* [TASK REQUIREMENTS]: Search the data below for the string "white" and copy all lines where it shows up.

-------- DATA SHOWN

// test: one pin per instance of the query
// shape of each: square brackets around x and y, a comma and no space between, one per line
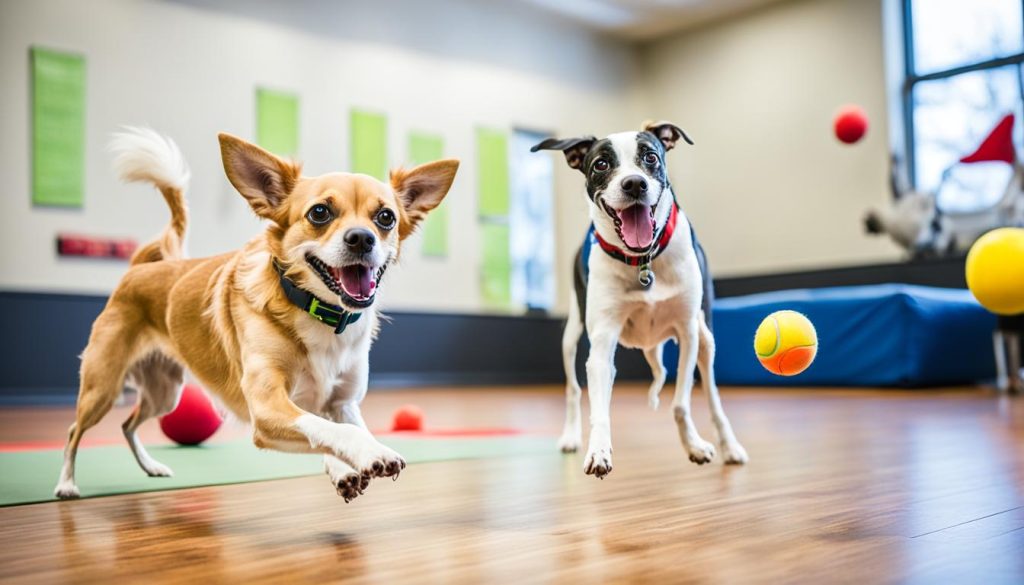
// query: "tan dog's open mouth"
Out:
[355,284]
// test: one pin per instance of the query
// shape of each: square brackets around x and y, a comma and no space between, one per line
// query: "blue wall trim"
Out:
[44,333]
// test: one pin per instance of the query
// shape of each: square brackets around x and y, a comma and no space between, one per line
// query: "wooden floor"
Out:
[856,487]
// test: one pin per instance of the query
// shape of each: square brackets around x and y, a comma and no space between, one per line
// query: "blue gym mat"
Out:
[882,335]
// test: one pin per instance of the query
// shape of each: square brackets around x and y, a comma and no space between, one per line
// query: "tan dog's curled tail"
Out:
[144,156]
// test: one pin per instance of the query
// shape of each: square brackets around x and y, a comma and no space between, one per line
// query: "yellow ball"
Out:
[785,342]
[995,270]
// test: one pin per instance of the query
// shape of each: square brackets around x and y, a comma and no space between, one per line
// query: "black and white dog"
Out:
[639,232]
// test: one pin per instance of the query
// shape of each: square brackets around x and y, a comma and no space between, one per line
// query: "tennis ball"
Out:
[995,270]
[785,342]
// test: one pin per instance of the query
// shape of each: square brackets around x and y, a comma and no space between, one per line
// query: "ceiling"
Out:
[645,19]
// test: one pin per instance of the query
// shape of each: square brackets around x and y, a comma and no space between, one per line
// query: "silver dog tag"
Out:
[646,277]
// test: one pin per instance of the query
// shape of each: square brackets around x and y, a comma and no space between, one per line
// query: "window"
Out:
[531,223]
[965,72]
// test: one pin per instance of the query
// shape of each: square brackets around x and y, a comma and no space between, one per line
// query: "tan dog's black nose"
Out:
[359,240]
[635,186]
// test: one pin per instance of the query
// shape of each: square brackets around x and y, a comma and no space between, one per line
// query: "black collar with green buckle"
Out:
[327,314]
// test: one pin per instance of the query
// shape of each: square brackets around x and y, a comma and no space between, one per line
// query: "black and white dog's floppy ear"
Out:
[667,132]
[573,149]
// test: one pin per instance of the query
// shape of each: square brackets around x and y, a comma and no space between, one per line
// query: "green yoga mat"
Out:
[29,476]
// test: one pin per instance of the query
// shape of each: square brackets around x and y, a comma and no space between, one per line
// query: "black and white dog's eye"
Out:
[385,218]
[320,214]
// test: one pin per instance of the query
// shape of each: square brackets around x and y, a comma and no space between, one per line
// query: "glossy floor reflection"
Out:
[843,486]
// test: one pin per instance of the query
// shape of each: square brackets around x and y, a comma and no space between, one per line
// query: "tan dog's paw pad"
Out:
[351,486]
[380,462]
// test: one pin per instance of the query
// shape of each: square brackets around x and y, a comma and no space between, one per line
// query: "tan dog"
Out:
[280,331]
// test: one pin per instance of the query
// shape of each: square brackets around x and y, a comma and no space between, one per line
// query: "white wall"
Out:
[767,185]
[189,69]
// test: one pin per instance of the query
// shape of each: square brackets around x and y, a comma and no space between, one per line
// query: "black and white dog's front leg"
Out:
[700,451]
[600,377]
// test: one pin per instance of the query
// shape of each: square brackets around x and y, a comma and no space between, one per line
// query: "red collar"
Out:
[634,259]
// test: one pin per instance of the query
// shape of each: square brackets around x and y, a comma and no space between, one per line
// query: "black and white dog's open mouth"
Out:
[355,284]
[635,224]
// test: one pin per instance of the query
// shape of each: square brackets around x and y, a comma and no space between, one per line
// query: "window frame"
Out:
[911,78]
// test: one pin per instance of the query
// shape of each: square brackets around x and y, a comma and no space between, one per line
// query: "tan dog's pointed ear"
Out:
[667,132]
[420,190]
[264,179]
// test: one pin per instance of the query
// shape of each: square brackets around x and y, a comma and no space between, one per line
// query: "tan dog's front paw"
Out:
[347,482]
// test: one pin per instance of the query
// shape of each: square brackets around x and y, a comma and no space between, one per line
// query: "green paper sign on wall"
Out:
[425,148]
[57,128]
[369,143]
[278,121]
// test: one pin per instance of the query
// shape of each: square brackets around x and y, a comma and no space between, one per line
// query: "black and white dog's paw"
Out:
[700,452]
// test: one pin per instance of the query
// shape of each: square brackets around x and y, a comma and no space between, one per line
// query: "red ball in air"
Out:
[408,417]
[194,420]
[850,124]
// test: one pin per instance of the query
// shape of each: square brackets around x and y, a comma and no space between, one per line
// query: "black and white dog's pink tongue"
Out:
[637,227]
[357,282]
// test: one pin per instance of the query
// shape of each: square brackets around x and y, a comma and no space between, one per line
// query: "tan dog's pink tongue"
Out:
[637,227]
[357,282]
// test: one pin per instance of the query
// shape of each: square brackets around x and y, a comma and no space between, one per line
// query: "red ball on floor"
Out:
[194,420]
[408,417]
[850,124]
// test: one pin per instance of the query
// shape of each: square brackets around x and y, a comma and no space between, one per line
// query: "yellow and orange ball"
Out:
[785,342]
[995,270]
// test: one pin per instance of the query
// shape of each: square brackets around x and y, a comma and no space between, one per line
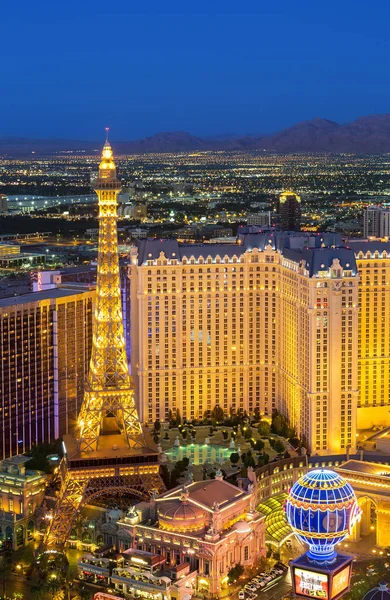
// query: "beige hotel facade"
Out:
[289,321]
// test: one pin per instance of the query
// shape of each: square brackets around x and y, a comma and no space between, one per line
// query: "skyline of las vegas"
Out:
[194,302]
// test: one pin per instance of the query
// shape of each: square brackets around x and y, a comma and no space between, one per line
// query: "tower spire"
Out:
[110,452]
[109,394]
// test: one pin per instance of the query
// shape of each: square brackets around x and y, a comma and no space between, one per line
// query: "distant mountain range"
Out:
[366,135]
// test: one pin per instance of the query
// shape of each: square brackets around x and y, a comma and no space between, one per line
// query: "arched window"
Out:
[19,535]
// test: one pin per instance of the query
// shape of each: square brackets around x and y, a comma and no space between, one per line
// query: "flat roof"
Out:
[207,493]
[52,294]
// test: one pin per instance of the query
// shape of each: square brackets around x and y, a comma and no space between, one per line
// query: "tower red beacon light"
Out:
[321,509]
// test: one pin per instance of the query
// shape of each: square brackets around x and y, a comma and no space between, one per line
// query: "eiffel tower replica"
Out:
[109,452]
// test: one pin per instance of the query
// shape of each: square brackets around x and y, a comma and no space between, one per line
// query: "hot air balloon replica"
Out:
[321,509]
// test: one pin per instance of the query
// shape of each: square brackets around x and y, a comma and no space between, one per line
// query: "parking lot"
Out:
[268,585]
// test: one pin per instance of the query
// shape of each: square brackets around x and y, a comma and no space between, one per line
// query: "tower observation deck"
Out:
[110,451]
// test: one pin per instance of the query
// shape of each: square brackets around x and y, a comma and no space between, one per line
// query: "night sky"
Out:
[70,68]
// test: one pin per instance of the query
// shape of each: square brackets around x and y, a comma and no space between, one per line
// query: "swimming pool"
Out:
[200,454]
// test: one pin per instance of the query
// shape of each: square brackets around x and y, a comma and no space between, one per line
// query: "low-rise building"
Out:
[185,541]
[21,493]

----------------

* [EXERCISE SOLUTION]:
// query: "black and white dog"
// query: "black and white dog's floppy ear"
// query: "black and white dog's eye"
// query: "white wall"
// query: "black and white dog's front leg"
// query: "black and white dog's open mouth"
// query: "black and white dog's paw"
// query: "black and white dog's pink tongue"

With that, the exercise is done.